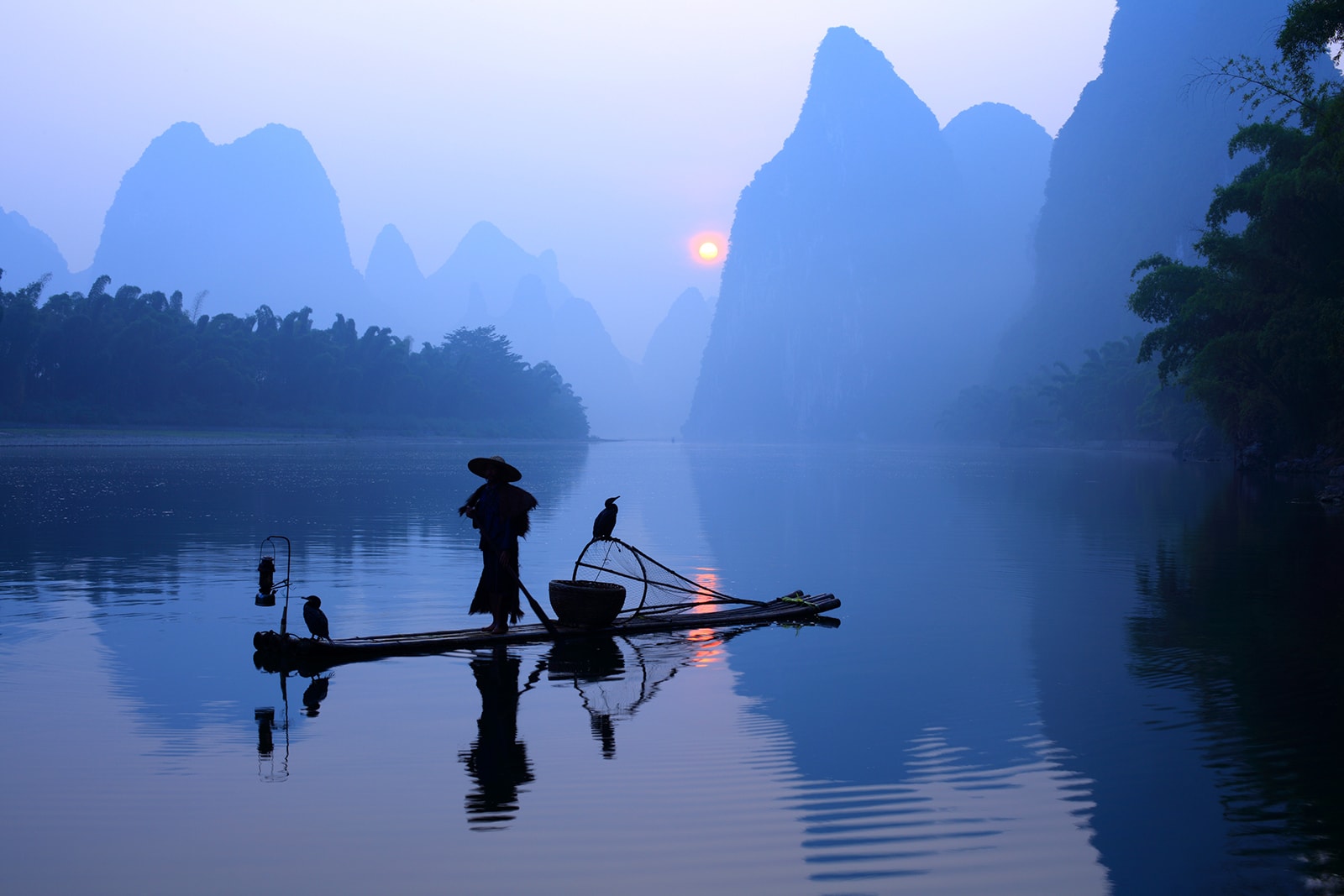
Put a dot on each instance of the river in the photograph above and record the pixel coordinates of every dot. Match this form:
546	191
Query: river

----------

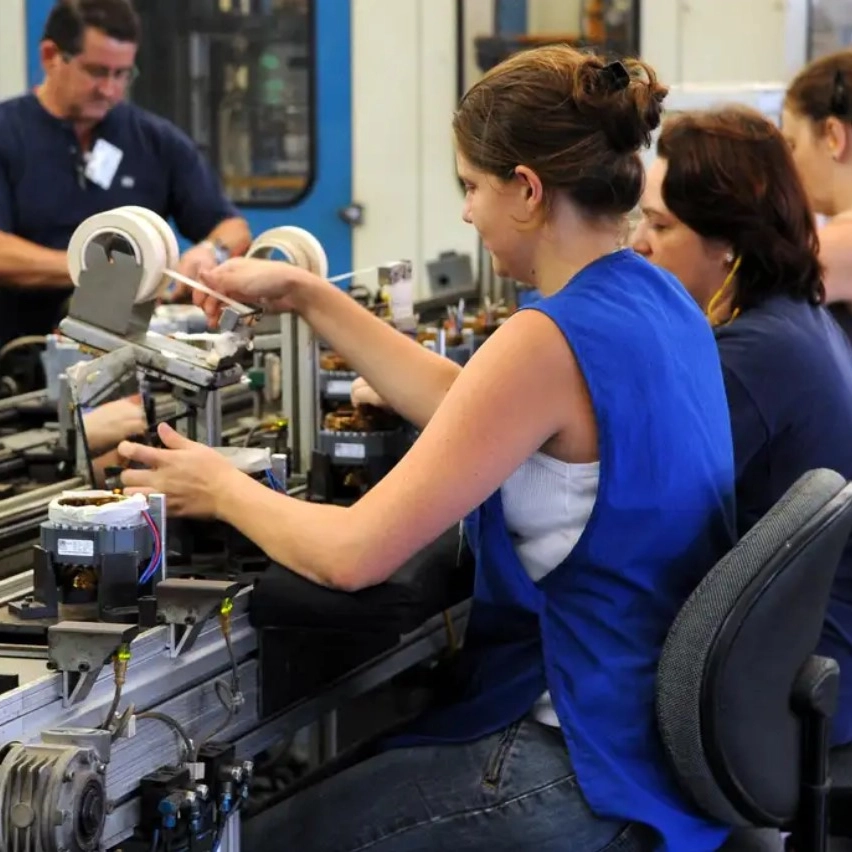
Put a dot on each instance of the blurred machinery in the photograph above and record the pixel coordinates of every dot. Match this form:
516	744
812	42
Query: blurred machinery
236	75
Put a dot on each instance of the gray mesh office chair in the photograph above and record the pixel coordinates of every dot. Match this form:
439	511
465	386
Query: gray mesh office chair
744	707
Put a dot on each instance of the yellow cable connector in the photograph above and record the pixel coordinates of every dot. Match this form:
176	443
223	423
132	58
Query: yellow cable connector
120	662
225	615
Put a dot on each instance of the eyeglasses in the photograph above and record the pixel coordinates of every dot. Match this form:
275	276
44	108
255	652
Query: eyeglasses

----------

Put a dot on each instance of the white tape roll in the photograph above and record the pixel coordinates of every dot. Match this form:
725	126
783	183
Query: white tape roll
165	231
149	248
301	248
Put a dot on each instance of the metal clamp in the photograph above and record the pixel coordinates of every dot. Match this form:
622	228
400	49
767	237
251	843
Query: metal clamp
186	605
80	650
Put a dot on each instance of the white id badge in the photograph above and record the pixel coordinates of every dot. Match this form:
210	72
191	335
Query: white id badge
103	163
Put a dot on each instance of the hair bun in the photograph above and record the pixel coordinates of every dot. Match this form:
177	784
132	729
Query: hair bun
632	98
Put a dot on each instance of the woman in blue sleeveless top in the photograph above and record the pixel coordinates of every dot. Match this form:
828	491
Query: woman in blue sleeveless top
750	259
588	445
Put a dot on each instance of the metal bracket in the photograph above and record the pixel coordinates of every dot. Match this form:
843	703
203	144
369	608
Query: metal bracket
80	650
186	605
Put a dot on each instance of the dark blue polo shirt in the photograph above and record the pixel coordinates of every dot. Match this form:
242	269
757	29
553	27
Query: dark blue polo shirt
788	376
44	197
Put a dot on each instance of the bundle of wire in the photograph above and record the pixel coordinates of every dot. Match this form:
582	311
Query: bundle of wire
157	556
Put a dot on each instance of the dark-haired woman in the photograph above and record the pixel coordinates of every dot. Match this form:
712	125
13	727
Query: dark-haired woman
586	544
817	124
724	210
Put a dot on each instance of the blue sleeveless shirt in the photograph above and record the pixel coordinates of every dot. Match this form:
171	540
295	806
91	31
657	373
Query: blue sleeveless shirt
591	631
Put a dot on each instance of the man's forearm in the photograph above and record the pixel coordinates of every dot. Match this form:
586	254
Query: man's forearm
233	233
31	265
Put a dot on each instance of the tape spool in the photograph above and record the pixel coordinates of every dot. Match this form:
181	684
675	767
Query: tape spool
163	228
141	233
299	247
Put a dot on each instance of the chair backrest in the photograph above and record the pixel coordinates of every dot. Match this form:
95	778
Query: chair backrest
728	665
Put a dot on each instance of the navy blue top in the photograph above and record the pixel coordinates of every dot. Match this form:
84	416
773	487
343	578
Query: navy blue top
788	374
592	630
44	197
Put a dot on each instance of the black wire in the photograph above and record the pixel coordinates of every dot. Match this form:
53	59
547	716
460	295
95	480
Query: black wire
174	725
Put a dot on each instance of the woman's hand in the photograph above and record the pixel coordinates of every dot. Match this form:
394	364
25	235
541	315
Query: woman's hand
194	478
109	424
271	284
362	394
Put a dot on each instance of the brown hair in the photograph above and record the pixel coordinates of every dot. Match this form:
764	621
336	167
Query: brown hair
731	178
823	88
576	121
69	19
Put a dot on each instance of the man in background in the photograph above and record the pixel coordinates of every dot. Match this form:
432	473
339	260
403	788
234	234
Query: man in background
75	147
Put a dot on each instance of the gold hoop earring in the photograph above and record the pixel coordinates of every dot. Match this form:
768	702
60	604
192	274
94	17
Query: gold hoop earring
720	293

----------

Prompt ::
Copy out word for word the lines of the data from the line with "Put a dot on each instance of the river" to the line with "Query: river", including both of those lines and nothing else.

Written reply ::
Put a dot on each instance of the river in the photograph above and record the pixel coordinates of every dot. Match this form:
546	191
Query: river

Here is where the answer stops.